◆ SELECTED EXTRACT:
* * * * * * * * *

# live for free and garden in rural western new england



## plagueship (Jun 1, 2011)

i'm a little hesitant to post this, since i feel like my constraints on this might be sort of narrow, but i think this could potentially be a really good opportunity for someone (or a couple people) on here, and could possibly be beneficial to myself and the other residents on the property as well. so here goes...

i live on a 5ac piece of property in northwestern mass (legit, this is NOT squatting). there is a house, two barns, two cats and a garden. my long-term goal is for this property to approach the limits of its possible self-sustenance. to that end, there are a lot of projects that will need to be taken care of over some time span. there is work to be done with the garden; on one of the barns which needs to be cleaned and organized, and has a lot of potential including for use as a possible space for shows/parties and loft apartment; the other barn which is sort of falling down; and various other projects related to maintenance, cultivation and improvement on the property.

the location is a really beautiful rural community which my family has been part of for over four generations. it is surrounded by woods, hills and several rivers which are good for hiking, swimming etc. food stamps are really easy to get in mass and busking in amherst and northampton is a possible source of livelihood - actually if you play music at all that is a big plus since several of us do. also if you like contra dancing, there are contra dances sometimes within walking distance!

* * * * * * * * *

◆ REQUIRED TASK: Can you turn the paragraph in the forum post that begins "i live on a 5ac piece of property" into a short bulleted list of its main facts?

(A run of records)
* * * * * * * * *

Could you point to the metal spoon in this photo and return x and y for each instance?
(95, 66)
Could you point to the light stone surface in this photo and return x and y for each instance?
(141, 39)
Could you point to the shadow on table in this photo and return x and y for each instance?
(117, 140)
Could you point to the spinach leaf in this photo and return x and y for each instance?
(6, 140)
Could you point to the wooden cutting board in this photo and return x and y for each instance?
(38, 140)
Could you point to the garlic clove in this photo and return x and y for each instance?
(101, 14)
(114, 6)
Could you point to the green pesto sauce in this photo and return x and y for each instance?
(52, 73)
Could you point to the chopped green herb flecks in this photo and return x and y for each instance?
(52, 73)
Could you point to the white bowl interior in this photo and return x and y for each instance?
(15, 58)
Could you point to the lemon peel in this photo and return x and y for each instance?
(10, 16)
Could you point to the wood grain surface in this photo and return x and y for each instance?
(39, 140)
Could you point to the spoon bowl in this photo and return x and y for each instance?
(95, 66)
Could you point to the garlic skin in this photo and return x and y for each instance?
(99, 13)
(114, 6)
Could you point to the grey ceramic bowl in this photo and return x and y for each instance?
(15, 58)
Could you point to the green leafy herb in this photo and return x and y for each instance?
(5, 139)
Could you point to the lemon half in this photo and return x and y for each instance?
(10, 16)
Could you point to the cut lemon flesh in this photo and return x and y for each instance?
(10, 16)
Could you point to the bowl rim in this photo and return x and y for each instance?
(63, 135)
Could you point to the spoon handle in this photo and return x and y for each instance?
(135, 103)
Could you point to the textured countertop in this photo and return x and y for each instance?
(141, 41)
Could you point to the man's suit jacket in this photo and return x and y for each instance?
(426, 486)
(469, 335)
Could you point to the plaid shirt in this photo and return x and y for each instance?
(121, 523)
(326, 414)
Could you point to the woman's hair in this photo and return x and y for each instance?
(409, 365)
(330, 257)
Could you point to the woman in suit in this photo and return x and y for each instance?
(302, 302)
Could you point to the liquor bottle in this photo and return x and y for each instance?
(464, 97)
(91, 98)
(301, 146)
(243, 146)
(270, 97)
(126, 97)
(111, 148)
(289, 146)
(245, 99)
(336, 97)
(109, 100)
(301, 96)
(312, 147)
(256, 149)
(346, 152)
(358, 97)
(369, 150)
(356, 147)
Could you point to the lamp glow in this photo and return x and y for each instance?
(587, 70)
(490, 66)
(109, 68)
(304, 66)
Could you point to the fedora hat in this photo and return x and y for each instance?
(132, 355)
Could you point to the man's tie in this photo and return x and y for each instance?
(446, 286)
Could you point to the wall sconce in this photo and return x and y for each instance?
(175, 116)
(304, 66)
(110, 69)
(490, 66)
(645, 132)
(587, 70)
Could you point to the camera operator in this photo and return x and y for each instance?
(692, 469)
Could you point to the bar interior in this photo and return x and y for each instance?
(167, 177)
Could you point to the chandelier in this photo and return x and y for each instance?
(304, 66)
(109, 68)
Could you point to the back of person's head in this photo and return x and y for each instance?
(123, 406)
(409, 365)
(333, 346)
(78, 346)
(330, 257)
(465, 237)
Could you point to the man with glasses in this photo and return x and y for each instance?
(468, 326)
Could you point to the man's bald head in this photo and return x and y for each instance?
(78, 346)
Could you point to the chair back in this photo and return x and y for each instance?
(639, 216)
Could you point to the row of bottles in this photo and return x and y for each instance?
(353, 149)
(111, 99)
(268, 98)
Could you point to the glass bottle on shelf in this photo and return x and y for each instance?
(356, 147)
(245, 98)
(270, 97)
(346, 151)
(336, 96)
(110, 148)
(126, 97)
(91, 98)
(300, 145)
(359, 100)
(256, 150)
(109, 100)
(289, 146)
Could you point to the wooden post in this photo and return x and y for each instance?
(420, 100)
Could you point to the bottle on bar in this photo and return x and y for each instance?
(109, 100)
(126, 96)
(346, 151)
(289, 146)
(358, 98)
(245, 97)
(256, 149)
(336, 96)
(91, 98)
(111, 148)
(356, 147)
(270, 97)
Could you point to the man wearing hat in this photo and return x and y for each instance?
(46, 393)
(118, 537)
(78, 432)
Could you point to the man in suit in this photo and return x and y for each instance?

* * * * * * * * *

◆ SOLUTION FOR THIS PROBLEM:
- A legitimately occupied (not squatted) 5-acre property in northwestern Massachusetts
- Has a house, two barns, two cats and a garden
- Long-term goal: bring the property as close as possible to the limits of its self-sustenance
- Projects to be done over time:
  - Garden work
  - One barn needs cleaning and organizing and could serve as a space for shows/parties and a loft apartment
  - The other barn is partly falling down
  - Other maintenance, cultivation and improvement work